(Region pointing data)
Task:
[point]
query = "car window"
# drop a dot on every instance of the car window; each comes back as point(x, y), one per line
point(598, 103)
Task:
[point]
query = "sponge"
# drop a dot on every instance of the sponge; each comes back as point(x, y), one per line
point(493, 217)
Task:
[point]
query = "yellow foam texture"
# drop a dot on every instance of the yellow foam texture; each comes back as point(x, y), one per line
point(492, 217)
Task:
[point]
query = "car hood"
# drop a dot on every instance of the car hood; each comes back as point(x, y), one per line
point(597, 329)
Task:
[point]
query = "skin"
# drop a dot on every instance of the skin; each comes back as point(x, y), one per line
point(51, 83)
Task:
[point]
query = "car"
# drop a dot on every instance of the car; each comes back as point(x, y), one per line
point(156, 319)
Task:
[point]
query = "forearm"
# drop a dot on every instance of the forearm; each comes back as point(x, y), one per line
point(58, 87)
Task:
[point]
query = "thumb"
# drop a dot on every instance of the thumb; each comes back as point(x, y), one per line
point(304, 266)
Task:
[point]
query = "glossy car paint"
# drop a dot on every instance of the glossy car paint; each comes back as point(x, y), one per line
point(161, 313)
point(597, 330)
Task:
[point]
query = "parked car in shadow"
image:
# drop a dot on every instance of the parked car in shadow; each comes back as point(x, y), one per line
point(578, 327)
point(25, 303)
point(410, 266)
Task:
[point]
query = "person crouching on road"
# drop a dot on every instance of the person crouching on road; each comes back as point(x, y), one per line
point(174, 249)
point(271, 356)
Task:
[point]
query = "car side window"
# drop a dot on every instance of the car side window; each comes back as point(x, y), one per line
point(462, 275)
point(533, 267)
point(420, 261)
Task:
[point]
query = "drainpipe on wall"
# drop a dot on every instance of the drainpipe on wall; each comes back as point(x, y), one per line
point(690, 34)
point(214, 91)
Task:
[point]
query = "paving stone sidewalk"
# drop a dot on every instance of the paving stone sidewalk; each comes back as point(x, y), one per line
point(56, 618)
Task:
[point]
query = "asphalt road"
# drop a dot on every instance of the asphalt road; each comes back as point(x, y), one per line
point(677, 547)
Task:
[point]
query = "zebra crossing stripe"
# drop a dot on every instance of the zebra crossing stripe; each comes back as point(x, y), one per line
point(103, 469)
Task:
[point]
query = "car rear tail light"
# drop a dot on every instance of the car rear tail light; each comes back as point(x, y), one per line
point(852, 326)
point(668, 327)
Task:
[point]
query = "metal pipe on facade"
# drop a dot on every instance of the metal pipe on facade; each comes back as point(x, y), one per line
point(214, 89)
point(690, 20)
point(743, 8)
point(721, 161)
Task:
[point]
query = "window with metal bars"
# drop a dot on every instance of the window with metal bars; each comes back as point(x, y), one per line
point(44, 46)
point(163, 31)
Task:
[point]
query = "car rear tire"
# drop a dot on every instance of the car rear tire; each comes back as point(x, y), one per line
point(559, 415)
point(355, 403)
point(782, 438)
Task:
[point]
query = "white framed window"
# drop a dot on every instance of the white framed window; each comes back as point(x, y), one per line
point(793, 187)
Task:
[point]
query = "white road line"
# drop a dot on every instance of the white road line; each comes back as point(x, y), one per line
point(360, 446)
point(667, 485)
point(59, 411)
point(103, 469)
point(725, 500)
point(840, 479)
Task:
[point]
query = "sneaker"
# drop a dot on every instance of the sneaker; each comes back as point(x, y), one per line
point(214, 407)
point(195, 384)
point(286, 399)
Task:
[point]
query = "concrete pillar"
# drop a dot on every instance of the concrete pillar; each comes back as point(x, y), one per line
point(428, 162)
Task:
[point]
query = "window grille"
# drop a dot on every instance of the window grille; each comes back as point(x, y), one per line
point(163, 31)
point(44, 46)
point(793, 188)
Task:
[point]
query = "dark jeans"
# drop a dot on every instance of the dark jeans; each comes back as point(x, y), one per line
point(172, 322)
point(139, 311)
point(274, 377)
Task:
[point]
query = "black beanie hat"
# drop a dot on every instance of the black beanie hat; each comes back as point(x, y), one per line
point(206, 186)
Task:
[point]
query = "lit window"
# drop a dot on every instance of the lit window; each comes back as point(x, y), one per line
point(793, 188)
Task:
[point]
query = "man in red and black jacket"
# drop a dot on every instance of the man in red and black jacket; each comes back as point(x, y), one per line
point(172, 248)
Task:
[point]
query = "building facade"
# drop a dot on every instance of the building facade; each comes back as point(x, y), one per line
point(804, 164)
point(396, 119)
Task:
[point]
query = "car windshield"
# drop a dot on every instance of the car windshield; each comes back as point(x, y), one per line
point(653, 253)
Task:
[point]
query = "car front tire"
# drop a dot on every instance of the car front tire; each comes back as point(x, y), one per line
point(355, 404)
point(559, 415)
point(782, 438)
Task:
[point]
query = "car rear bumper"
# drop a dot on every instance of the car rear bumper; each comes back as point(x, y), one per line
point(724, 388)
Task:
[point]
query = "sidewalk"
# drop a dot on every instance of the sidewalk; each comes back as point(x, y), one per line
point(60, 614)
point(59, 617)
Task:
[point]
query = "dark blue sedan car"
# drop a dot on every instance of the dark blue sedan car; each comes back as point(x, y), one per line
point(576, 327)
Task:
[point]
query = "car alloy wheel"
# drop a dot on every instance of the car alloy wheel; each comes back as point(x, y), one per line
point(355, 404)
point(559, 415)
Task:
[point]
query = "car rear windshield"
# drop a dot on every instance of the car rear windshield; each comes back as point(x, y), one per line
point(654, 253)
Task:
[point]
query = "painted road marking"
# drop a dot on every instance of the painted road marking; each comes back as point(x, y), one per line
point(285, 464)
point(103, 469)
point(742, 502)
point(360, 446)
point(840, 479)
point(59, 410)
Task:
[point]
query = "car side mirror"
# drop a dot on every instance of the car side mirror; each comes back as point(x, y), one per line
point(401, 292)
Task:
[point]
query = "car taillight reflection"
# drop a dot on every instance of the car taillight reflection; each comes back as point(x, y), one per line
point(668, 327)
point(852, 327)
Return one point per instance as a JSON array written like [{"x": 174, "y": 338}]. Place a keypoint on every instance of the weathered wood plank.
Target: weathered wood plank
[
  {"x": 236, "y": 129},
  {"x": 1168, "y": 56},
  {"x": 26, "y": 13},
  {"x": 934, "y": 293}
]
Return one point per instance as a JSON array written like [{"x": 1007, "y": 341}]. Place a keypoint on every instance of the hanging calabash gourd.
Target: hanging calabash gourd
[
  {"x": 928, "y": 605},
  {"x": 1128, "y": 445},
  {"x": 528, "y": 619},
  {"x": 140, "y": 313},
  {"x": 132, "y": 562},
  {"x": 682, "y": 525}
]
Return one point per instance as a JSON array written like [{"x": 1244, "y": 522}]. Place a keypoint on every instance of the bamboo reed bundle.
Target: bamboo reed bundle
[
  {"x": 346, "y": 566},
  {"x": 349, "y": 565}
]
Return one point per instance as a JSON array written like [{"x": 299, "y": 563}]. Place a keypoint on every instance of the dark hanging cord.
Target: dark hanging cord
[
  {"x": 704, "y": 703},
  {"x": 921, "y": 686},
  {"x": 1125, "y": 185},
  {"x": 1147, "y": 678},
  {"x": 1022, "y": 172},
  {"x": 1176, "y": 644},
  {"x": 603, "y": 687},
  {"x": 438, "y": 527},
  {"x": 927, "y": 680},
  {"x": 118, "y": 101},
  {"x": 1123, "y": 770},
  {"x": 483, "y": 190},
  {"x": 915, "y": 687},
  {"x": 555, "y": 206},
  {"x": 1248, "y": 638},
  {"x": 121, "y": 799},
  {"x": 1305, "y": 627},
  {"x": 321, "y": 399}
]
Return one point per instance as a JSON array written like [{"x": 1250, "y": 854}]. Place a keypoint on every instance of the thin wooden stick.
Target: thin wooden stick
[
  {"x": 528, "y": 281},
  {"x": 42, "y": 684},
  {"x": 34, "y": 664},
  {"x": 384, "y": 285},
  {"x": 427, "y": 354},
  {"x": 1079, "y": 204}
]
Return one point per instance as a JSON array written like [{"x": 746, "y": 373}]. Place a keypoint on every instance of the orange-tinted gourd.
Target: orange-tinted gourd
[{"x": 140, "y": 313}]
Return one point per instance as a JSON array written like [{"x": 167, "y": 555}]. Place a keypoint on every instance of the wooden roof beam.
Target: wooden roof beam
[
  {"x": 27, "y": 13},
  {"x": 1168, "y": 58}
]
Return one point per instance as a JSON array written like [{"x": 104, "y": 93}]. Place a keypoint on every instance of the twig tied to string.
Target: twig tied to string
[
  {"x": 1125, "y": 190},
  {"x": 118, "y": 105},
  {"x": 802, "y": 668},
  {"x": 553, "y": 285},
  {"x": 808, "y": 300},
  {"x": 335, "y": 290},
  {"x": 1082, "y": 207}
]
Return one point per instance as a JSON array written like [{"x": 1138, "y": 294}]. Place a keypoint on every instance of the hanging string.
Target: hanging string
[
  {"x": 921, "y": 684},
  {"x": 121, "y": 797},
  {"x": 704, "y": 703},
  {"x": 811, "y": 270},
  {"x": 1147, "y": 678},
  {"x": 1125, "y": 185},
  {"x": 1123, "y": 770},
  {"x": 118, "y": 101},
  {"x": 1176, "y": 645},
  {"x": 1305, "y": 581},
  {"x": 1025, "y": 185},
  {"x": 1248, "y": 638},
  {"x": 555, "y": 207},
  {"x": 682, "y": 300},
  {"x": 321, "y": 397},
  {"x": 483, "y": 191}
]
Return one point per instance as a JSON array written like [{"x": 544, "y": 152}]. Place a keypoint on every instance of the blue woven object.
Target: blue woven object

### [Your assignment]
How many lines in these entries contain the string "array"? State the number and nothing more.

### [Solution to this task]
10